___ Given data ___
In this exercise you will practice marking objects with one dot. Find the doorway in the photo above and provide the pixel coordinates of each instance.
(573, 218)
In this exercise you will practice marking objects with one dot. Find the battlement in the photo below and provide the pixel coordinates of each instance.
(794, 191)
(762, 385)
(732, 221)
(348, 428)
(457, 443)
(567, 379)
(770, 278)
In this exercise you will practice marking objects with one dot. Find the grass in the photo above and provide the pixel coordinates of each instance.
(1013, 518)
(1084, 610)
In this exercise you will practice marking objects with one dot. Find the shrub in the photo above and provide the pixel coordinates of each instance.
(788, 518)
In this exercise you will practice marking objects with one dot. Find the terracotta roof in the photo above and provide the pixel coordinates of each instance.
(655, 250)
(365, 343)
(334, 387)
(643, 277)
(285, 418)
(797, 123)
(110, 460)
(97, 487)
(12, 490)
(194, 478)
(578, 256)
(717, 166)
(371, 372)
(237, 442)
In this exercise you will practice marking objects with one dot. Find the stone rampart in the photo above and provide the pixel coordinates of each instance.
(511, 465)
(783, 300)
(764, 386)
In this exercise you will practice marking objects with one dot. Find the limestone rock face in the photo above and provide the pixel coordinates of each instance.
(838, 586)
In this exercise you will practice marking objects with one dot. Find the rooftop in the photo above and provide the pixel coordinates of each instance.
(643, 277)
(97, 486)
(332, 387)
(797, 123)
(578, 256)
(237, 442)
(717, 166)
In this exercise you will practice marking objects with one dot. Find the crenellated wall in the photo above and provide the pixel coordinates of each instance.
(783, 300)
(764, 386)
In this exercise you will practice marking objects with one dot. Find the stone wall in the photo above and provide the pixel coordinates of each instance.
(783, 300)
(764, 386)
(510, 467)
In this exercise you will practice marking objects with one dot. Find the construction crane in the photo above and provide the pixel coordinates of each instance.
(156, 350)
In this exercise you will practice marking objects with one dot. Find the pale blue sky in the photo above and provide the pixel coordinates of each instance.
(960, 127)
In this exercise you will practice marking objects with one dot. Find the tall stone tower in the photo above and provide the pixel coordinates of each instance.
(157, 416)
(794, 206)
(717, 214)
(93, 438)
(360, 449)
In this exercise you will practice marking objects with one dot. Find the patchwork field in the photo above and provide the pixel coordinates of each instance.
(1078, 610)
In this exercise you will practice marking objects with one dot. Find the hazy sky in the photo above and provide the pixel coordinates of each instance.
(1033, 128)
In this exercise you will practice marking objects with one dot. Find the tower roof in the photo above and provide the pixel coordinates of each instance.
___
Go through the records above and copy each line exactly.

-- Task output --
In this exercise you will practice marking objects with one dot. Find the doorway in the photo above and provide the pixel coordinates of each instance.
(573, 218)
In this exercise you will practice marking objects with one dot. Find the battlement in the photo below and provide the pixel coordinates of each instance.
(794, 191)
(762, 385)
(732, 221)
(348, 428)
(457, 443)
(567, 379)
(770, 278)
In this exercise you will practice marking objects with one dot. Find the grass in the photo above and provide the pixel coordinates of each instance.
(1013, 518)
(1084, 610)
In this exercise you will practice marking objects with one dot. Find the shrub in the photo above and provide the pixel coordinates of each instance.
(788, 518)
In this exercise you will practice marking objects with one dot. Find the terracotta roof in the photo above and provide the pixel coordinates of each instance.
(655, 250)
(365, 343)
(334, 387)
(643, 277)
(285, 418)
(797, 123)
(110, 460)
(97, 487)
(12, 490)
(194, 478)
(578, 256)
(717, 166)
(371, 372)
(237, 442)
In this exercise you will practice marking objects with one dot. Find the stone rampart in the photo above and provide the pixel coordinates of each instance.
(511, 465)
(783, 300)
(764, 386)
In this exercise you will practice marking objects with one dot. Find the limestone rock face in the photo above and provide the pixel coordinates of each instance.
(838, 586)
In this exercise you will practice marking objects with one dot. Find the rooftop in the photo above and provide the pixel coordinates of each instance.
(643, 277)
(97, 486)
(332, 387)
(797, 123)
(578, 256)
(237, 442)
(717, 166)
In this exercise you will practice marking objects with one dot. Find the crenellated wall in the photo above and provide the pixel coordinates of each instance.
(783, 300)
(764, 386)
In this exercise you will practice marking objects with one dot. Find the stone wall in the photo above and provide the pixel coordinates of each instance.
(783, 300)
(764, 386)
(510, 467)
In this exercise you will practice marking objects with one dot. Find the construction crane in the photo above and provide the pixel coordinates of each instance.
(156, 350)
In this exercise you will practice marking objects with one dot. Find the pale blue sky in the photo above and provide the pixel coordinates of each instance.
(960, 127)
In this exercise you will practice marking objects with one dot. Find the tall stone tower in the photo above and provide the pixel coordinates of each instance.
(157, 416)
(794, 206)
(717, 214)
(93, 438)
(360, 449)
In this exercise you will practice marking objects with one dot. Find the patchwork field in the photo above and provide the pixel coordinates of each instance.
(1078, 610)
In this exercise you will practice marking objects with one dot. Find the hazy sky in the photo above and provide the pixel coordinates of each instance.
(1033, 128)
In this exercise you will practice marking objects with one dot. Find the tower roof in the photo above and provide the pixel coordinates of each instance.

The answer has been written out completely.